> _Text excerpt_
*-*-*

Clinical trials of medicines
Well-designed and safe clinical trials help us acquire knowledge about medicines and give us the opportunity to achieve new, effective and safe medicines and are central to the authorisation basis of medicines. Clinical trials are essential to an attractive and competent environment for pharmaceutical development and research in Denmark. Clinical trials help develop the competencies of healthcare professionals as it gives them early insights into new treatment forms and medicines, and this is of direct benefit to patients who gain access to the newest medicines faster. The Clinical Trials unit is working diligently to establish a safe framework for clinical trials through discussions with stakeholders and the EU for the benefit of patients.
Our focus is to ensure a timely review of a high standard while developing guidelines that support the conduct of tomorrow’s clinical trials. Together with the other players in the Danish clinical trial ecosystem, we strive to put the patient at the core of research by involving their perspectives so that together we can position Denmark firmly in Europe when it comes to the future’s methods and innovation within clinical research such as decentralised clinical trials.
If you would like to know more about clinical trials, please visit this page: Clinical trials of medicinal products.
We want Denmark to be in the lead in early phase research
We have strong capacities throughout all stages of medicines development, but we believe that Denmark has the prerequisites to excel, in particular, in the development of new trial designs, complex clinical trials of medicines related to rare diseases or individual medication, as well as in research in the early development phases, including first in human (FIH) trials. This is primarily owing to Denmark’s skilful and specialised researchers as well as Denmark’s many technological opportunities.
This focus gives Danish patients access to the newest treatment forms and builds up the knowledge capacity of both authorities and researchers, with gains to be made also in the later stages of pharmaceutical development.
We are continuously working on projects to support early research, and this is reflected in our objectives for our review times for first in human (FIH) trials. We also have strong competencies to support the transition from toxicology studies to clinical trials and offer scientific advice on toxicology, clinical and regulatory questions.
In 2021, the time for reviewing FIH trials has been adjusted downwards to only 14 calendar days
This applies to both the initial application and subsequent requests for substantial amendments. In addition, we have organised our processes to ensure as far as possible that submissions regarding the same FIH trial are coordinated by the same administrative officer to maintain continuity and good collaboration with the applicant.
Intensified preparations for the new European legislation
As from December 2021, clinical trials will be governed by a new European regulation which centralises the review of clinical trial applications, resulting in many administrative changes. We are fully engaged in the preparation thereof, and we will provide many more updates about this. You can stay updated on this page: New European clinical trial legislation is under way.
Danish experience makes a difference in Europe
Our vision becomes reality through active participation in influential working groups under the European Commission, the European Medicines Agency (EMA) and the Heads of Medicines Agencies (HMA) and more. In these setups, we ensure that Danish knowledge and tools are implemented widely in Europe for the benefit of patients and society.

*-*-*

> _Material provided_

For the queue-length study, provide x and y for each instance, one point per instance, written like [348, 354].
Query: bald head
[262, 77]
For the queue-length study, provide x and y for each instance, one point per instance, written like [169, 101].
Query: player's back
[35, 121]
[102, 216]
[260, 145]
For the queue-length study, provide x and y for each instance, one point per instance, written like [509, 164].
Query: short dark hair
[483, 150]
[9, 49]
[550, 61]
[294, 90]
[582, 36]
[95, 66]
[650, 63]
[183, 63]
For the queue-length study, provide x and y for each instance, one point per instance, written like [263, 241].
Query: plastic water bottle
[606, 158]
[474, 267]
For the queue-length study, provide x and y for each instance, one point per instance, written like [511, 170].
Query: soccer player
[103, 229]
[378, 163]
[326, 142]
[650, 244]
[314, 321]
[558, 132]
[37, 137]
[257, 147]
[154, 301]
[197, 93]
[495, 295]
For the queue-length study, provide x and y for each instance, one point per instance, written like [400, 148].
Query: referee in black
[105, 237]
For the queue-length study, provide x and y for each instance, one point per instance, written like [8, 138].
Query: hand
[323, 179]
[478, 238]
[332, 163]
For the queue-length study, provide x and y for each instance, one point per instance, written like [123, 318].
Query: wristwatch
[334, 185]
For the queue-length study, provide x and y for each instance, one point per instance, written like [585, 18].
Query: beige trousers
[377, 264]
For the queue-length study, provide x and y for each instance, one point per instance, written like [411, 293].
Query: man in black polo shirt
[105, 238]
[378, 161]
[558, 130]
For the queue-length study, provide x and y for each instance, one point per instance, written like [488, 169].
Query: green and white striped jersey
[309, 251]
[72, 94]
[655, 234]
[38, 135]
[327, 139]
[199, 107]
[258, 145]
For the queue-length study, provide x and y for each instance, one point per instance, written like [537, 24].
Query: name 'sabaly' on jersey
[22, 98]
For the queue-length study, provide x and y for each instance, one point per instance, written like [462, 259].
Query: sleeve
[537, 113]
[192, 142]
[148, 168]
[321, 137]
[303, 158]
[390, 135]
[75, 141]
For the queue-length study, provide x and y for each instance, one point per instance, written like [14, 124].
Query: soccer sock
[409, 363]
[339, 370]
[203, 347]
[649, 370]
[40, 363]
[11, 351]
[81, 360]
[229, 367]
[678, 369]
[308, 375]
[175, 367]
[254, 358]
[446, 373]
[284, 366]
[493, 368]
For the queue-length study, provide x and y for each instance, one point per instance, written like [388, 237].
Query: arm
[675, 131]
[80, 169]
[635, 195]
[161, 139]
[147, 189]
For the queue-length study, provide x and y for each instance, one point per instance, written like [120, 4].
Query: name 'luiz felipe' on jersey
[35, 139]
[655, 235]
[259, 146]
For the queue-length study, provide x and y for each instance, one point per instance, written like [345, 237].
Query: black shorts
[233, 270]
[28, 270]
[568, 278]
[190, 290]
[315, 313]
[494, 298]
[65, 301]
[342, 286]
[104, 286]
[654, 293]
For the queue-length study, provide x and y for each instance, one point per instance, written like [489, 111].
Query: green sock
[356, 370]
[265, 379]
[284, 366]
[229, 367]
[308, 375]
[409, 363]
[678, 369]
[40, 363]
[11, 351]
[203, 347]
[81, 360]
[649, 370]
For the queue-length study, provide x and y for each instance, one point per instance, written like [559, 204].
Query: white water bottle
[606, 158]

*-*-*

According to the text on clinical trials of medicines, how long has the review time for first in human trials been since 2021? These records have no connection to the text on clinical trials.

> _Result for this task_
14 calendar days.